Zero trust and 5G – Realizing zero trust in networks

Ericsson CTO Erik Ekudden’s view on the journey toward zero trust architecture

The foundation of a robust security architecture rests on three pillars: people, processes and technology. One of the technology aspects that is of growing significance in the telecom security sphere today is the zero trust security model. The 5G specifications are now aligned with the zero trust tenets. This means that the telecommunications industry is in a strong position to create a 5G zero trust architecture.

This Ericsson Technology Review article provides a detailed overview of the built-in support for zero trust architecture in 5G and the key 5G security features that enable it. It concludes with a summary of our experts’ view on what the next steps should be, particularly in terms of research and technology development.

The heterogeneous nature of modern telecommunications infrastructure is making it increasingly difficult to protect network resources with conventional perimeter-oriented approaches to network security. By starting from the assumption that the attacker is already inside the network, the zero trust model enhances security by both blocking unauthorized access to network resources and preventing internal lateral movement by an attacker.

The perimeter security model operates on the basis of inherent trust, assuming that everything on the inside of a network is trustworthy. As long as the attacker is outside the network and the outer perimeter defenses are strong enough to completely prevent breaches, this approach can work well. But if a breach does occur and an attacker gets inside the network, the perimeter security model allows the attacker to move laterally between systems within the network.

The zero trust (ZT) security model resolves this issue by never making any assumptions about trustworthiness. It first emerged more than a decade ago in the enterprise space, which means the telecommunications sector benefits from the enterprise sector’s findings and best practices.

A zero trust architecture (ZTA) works by facilitating secure network access to resources (data, devices and services) that is limited only to subjects (users, devices and services) that are authorized and approved. It is built on an identity-centric approach based on the execution of policy-based authorization decisions in runtime combined with traditional defense-in-depth security principles. When implemented correctly, a ZTA mitigates both the risk of an external attacker getting a foothold in the network as well as the risk of lateral movement, in the case of a security breach.

Ericsson’s approach to zero trust architecture applies the ZT principles [1, 2] to telecommunications networks. We have chosen to use the terminology and tenets defined by the US National Institute of Standards and Technology (NIST) SP 800-207 [3] (see highlight box). Several other government bodies and organizations are, however, in the process of publishing ZTA guidance or requirements. The National Cyber Security Centre in the United Kingdom currently has its own ZTA design principles [4]. The NSA and US Cybersecurity and Infrastructure Security Agency’s Trusted Internet Connections initiative [5, 6, 7] also aligns with ZT principles.

Built-in support for zero trust architecture in 5G

The 3GPP 5G standards define relevant network security features supporting a zero trust approach in the three domains: network access security, network domain security and service-based architecture (SBA) domain security.

• _Data provided_
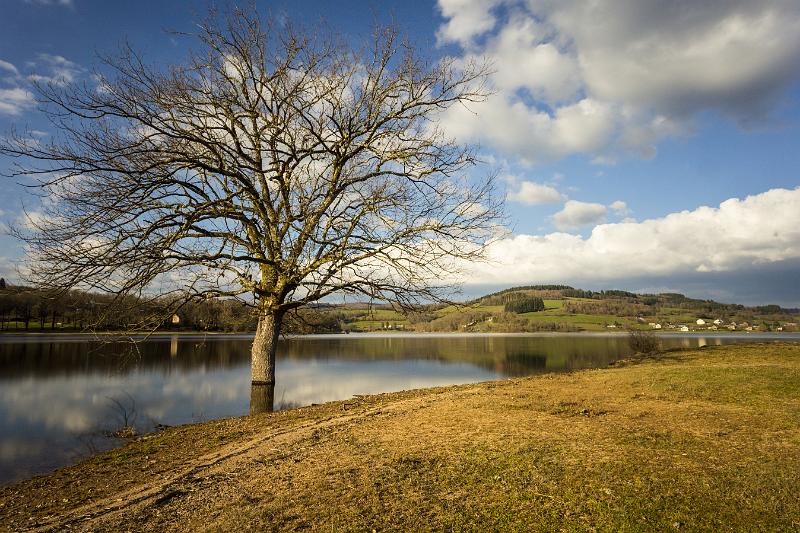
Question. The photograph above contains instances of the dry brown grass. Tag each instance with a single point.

• _Short problem 1_
According to the zero trust and 5G text, what are the three pillars of a robust security architecture?
• _Short problem 2_
Write out the part of the zero trust and 5G text from "The foundation of" to "zero trust architecture.".
• _Short problem 3_
Write what comes next in the text about zero trust in 5G networks, following its last sentence.

• _Exercise result 1_
People, processes and technology.

• _Exercise result 2_
The foundation of a robust security architecture rests on three pillars: people, processes and technology. One of the technology aspects that is of growing significance in the telecom security sphere today is the zero trust security model. The 5G specifications are now aligned with the zero trust tenets. This means that the telecommunications industry is in a strong position to create a 5G zero trust architecture.

• _Exercise result 3_
The network access security features provide users with secure access to services through the device (mobile phone or connected IoT device) and protect against attacks on the air interface between the device and the radio node.

Network domain security includes features that enable nodes to securely exchange signaling data and user data, for example, between radio and core network functions (NFs) [8].

The 5G SBA is built on web technology and web protocols to enable flexible and scalable deployments using virtualization and container technologies and cloud-based processing platforms. SBA domain security specifies the mechanism for secure communication between NFs within the serving network domain and with other network domains.

Key 5G security features that enable zero trust architecture

In our assessment, there are four key security features in 5G that are of most significance in terms of enabling zero trust architectures: secure digital identities, secure transport, policy frameworks and security monitoring.

Secure digital identities

Identities are the new perimeter to defend in ZT security, as they are the primary factor that determines whether access to resources is granted. Secure digital identities consist of two parts. The first part is the identifier (username, fully qualified domain name, serial number) that uniquely identifies a subject or resource. The second part is the credential (password, private key, token) that is secret data used to verify the authenticity of the subject or resource. The use of secure digital identities must be complemented with processes and technologies that enable the secure management of identities and credentials.

In 5G, each and every subject (subscriber or gNodeB, for example) and resource (such as an SBA NF) is uniquely identifiable. Secure digital identities play a fundamental role in building trust and securing communication between entities across security domains. Examples include the digital identity in SIM cards used to authenticate subscribers and network access control, digital identities based on X.509 certificates used for mutual authentication of network devices and NFs, and management user identities for management access control. Secure digital identities enable the creation of an inventory of network assets and are critical to enabling the authentication of subjects and resources to satisfy NIST tenets T2, T3, T4 and T6.

Confidence in the trustworthiness of an identity is determined by the ability to authenticate the asserted identity and the ability to ascertain the integrity of the device being authenticated. The ability to securely provision, store, access, use, renew and revoke credentials impacts trustworthiness.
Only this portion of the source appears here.